[Position annotation entries]
— Start —

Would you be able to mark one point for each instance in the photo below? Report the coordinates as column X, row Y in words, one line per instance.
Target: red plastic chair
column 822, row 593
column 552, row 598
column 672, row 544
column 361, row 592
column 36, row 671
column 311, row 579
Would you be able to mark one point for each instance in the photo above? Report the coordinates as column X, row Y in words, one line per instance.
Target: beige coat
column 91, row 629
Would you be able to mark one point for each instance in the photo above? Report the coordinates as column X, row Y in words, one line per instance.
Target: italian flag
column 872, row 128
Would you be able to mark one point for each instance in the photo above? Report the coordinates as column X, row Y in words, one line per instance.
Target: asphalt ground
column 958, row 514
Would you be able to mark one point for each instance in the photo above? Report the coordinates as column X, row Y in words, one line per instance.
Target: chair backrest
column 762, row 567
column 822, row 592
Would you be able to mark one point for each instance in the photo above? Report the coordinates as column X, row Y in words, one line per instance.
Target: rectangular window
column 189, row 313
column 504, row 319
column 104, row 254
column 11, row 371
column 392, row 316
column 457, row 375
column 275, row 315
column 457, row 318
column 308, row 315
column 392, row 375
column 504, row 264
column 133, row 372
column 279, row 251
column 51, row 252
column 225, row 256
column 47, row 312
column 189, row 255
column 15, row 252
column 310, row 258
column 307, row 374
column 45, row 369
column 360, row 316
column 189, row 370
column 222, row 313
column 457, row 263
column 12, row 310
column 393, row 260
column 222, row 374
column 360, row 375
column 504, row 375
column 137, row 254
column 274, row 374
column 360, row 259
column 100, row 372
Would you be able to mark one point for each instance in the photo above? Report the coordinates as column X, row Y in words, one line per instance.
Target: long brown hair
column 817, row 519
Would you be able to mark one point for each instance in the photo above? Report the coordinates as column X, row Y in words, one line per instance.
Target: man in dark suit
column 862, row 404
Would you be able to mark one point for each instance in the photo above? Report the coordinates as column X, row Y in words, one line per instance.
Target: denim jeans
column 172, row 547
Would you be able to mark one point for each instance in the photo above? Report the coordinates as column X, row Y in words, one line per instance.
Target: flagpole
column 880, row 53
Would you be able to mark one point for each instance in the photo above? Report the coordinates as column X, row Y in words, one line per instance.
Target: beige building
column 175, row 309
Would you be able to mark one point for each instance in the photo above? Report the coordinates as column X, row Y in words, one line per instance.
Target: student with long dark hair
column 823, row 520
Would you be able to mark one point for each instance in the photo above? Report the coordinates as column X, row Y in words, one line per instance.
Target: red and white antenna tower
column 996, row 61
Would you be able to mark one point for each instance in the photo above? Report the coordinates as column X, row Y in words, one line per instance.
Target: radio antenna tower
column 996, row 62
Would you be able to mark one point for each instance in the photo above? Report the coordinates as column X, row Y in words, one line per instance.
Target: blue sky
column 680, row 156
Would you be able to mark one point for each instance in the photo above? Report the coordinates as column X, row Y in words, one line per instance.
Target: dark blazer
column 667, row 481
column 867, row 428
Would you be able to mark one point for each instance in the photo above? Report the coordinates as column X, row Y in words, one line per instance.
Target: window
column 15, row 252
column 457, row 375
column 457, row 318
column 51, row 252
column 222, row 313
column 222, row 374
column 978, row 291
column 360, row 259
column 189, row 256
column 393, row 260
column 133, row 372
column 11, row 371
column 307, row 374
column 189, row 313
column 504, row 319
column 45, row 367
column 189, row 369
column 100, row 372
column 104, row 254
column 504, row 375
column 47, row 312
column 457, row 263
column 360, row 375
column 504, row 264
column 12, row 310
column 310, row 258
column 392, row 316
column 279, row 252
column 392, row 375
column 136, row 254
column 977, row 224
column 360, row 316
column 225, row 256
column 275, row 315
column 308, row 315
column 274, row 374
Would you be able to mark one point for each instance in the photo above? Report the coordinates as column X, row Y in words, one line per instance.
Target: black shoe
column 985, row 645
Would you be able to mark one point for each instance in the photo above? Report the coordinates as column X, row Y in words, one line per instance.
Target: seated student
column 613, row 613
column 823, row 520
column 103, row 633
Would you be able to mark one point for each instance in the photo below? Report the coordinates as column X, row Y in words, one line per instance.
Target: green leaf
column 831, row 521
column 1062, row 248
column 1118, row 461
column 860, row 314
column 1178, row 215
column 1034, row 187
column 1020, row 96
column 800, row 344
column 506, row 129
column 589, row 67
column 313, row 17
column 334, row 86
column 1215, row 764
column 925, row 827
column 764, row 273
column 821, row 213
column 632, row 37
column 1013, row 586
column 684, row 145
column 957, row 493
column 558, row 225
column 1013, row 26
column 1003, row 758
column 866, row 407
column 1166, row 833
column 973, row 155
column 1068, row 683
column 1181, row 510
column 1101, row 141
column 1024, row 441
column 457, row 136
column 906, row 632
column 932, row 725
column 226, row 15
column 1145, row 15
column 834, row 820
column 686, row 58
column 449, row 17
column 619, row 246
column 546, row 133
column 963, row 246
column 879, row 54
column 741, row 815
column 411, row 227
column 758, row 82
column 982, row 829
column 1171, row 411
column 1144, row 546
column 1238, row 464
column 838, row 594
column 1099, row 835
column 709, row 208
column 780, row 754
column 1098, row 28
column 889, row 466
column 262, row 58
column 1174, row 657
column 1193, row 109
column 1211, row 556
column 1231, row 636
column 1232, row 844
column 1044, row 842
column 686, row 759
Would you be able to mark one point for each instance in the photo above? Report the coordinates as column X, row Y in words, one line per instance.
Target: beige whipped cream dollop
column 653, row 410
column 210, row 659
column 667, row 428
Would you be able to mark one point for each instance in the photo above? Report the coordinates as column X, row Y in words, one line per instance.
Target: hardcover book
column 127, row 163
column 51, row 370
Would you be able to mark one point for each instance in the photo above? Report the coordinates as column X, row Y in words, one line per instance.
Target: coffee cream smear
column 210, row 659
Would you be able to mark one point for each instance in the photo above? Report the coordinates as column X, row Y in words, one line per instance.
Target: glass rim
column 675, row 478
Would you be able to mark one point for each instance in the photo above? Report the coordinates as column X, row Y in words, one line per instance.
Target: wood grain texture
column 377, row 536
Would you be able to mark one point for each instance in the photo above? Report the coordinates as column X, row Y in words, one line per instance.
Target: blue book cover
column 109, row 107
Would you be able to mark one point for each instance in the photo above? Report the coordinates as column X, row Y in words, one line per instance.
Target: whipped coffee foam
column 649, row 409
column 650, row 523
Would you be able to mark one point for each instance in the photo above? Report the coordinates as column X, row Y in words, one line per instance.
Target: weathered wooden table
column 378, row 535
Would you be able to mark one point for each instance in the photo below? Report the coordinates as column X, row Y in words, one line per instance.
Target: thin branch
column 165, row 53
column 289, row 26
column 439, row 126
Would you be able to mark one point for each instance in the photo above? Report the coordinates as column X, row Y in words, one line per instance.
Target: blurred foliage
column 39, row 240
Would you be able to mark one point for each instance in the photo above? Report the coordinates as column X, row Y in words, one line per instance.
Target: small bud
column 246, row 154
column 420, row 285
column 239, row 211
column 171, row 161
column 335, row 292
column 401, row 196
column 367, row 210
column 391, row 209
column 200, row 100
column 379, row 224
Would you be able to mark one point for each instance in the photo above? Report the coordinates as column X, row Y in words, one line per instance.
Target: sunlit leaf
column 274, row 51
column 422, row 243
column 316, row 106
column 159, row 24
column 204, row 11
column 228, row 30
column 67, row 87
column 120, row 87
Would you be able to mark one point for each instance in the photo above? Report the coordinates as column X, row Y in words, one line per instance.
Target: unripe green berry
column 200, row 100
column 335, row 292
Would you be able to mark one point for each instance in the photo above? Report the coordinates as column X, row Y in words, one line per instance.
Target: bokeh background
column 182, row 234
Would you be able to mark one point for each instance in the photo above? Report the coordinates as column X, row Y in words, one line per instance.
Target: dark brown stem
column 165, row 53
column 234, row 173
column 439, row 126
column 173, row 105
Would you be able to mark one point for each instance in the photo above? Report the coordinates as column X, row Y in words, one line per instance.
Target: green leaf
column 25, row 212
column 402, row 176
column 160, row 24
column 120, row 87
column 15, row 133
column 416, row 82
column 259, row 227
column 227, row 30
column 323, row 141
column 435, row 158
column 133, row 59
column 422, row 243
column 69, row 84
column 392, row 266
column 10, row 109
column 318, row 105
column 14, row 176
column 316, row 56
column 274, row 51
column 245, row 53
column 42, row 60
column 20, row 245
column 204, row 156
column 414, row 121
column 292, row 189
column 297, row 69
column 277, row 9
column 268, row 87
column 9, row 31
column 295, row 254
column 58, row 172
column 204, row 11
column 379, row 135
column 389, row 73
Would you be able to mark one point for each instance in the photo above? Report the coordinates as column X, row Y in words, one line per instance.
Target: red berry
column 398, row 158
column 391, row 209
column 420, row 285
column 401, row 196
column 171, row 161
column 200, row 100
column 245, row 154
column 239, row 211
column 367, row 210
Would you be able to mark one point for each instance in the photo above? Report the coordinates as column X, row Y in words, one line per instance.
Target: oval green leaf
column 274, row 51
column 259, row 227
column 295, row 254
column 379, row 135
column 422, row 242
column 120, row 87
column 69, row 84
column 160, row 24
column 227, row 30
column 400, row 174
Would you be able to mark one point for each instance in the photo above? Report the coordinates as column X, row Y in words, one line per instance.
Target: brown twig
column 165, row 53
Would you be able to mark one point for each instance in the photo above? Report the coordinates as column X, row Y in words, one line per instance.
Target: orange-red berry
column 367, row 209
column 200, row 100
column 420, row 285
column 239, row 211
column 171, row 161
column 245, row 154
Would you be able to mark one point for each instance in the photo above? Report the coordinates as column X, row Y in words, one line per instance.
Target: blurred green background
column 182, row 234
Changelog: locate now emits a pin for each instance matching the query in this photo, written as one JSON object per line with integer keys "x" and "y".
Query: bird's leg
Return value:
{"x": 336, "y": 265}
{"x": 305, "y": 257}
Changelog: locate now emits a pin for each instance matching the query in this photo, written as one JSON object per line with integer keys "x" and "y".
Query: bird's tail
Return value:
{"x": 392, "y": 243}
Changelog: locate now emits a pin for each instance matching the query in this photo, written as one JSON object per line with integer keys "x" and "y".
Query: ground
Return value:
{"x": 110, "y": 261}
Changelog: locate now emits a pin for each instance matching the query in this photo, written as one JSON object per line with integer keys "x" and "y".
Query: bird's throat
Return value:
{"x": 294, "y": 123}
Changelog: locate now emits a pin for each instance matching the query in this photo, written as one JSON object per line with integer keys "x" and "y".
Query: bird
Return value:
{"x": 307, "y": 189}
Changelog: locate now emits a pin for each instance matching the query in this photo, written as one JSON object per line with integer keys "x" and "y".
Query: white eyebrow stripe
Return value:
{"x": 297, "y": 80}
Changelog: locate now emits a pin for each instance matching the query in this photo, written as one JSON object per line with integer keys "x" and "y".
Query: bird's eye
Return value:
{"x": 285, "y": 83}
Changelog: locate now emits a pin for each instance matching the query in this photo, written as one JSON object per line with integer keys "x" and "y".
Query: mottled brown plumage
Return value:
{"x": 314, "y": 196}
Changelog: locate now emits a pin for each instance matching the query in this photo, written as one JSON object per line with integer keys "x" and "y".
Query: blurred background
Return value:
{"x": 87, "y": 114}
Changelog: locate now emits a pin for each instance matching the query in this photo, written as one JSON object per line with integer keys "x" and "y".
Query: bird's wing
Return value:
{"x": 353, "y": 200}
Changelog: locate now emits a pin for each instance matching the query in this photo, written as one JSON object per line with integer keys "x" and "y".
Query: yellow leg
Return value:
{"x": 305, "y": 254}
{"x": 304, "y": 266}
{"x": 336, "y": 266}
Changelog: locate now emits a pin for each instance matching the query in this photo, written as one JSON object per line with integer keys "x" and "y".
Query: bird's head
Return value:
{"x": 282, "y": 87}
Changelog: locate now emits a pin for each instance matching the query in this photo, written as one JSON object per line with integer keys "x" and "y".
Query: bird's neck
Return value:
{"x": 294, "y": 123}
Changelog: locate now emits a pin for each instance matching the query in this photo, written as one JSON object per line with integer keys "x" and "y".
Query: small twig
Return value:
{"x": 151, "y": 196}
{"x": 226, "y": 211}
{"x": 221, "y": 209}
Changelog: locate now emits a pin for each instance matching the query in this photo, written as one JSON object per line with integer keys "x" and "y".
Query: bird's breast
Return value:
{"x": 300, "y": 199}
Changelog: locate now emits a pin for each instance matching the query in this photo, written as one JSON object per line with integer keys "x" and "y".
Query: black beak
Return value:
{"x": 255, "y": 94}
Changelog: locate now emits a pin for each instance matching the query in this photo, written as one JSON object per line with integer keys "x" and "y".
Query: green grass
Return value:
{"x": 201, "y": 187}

— End —

## [SHORT TASK]
Can you reproduce, word for word, the stretch from the start of the entries above through the line containing "column 822, row 592"?

## [OUTPUT BELOW]
Would you be able to mark one point for each instance in the photo below? Report the coordinates as column X, row Y in words, one line per instance.
Target: red plastic chair
column 822, row 593
column 552, row 598
column 672, row 544
column 361, row 592
column 36, row 671
column 311, row 579
Would you be able to mark one point for each instance in the photo above? Report the coordinates as column X, row Y in words, one line per instance.
Target: beige coat
column 91, row 629
Would you be able to mark one point for each instance in the photo above? Report the coordinates as column X, row Y in words, one line per instance.
Target: italian flag
column 872, row 128
Would you be able to mark one point for each instance in the photo above? Report the coordinates as column X, row Y in words, one line per instance.
Target: asphalt ground
column 958, row 514
Would you be able to mark one point for each instance in the photo above? Report the coordinates as column X, row Y in words, one line per instance.
Target: chair backrest
column 762, row 567
column 822, row 592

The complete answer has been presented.